▶ **Directions for this task**: Extend the instructions on installing glass bathroom shower tiles, picking up right after their final sentence.

How to Install Glass Bathroom Shower Tiles

When you install glass bathroom shower tiles, precision is important.

The glass is a lot less forgiving than ceramic or stone tile. You have to follow the manufacturer's directions to the letter. Since glass is more brittle than other tiles, it's more difficult to cut and often scratches. Even the type of glass makes a difference how and where you apply the thinset.

Prepare the walls of the shower. Hang the cement backer board using roofing nails or galvanized screws and seal the seams with mesh tape and thinset. Allow the walls to dry overnight. If you're installing the glass tiles on the floor of the shower, allow the mortar bed shower pan to dry at least seven days before you start.

Create a storyboard slightly shorter than the height and length of the shower stall. You do this by laying out tiles and grout lines on a board evenly spaced from the center outward. Hold the horizontal board up and mark the centerline, extending it all the way across with the use of a level. Then, at that line hold the vertical story board up and mark its center and draw the line all the way up and down. Where the two meet, you'll lay the first tile.

▶ **Record set**:
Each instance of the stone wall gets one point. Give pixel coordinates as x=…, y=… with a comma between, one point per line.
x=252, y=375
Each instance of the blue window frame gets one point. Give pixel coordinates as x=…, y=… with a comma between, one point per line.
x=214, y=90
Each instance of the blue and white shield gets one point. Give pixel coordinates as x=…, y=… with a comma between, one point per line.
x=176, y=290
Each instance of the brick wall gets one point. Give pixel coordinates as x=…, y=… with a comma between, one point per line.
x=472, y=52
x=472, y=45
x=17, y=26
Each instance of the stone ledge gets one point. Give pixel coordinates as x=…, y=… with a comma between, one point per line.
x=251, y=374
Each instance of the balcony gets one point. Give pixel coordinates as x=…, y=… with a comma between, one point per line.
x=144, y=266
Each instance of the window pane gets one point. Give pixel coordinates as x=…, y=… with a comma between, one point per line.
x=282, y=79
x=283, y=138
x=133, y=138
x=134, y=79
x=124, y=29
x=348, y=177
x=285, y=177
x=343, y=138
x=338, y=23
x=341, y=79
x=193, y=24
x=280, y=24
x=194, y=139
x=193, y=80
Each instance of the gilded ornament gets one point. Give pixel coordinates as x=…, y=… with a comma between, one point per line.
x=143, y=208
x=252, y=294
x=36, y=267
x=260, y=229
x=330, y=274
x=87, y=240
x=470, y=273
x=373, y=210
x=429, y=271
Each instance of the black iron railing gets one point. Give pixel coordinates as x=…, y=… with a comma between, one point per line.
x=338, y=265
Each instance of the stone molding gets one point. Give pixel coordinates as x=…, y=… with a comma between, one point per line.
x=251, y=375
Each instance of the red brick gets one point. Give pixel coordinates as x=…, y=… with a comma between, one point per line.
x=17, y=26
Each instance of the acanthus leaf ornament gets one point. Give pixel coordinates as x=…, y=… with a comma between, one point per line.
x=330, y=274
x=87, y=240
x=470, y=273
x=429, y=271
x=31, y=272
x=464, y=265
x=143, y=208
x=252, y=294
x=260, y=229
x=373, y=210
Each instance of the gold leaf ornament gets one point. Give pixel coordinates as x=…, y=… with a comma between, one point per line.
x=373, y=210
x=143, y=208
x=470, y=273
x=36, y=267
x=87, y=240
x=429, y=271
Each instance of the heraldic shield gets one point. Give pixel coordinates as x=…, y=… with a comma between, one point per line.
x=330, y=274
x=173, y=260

▶ **Task response**:
Cut the tiles for the corners if necessary. Once you lay out the tiles, you'll know how large to cut the corner tiles. Pieces against the back wall corners should be equal on both sides. Use a special saw created especially for glass tile to do the cuts. The saw even cuts circles so you can work around the showerheads.

Spread the thinset. Glass tiles, particularly those that aren't opaque, require a little different technique than ceramic tiles. It's a three-step process. First, spread the thinset with the flat edge of the trowel. Next, distribute it evenly with the notched edge of the trowel. Last, flatten any ridges with the flat side of the trowel. Ridges show through the glass. Be particularly careful to clean the tiles thoroughly before you apply them, as dirt also shows.

Clean clear tiles with a dry cloth and butter the back with thinset before you apply them. You also need to have a uniform coating of thinset on all the tiles if they're clear. Any mistakes here show. Outside of special tools to cut the glass and application of the thinset, the job is just like laying tile.

Measure out any area that needs cutting for the fixtures. Use the special saw for glass tile to do this. If you're adding a border, you'll need to make miter cuts in the corner at a 45-degree angle to make them fit. Bar liners for borders also need to be back buttered. Allow the tile to dry overnight.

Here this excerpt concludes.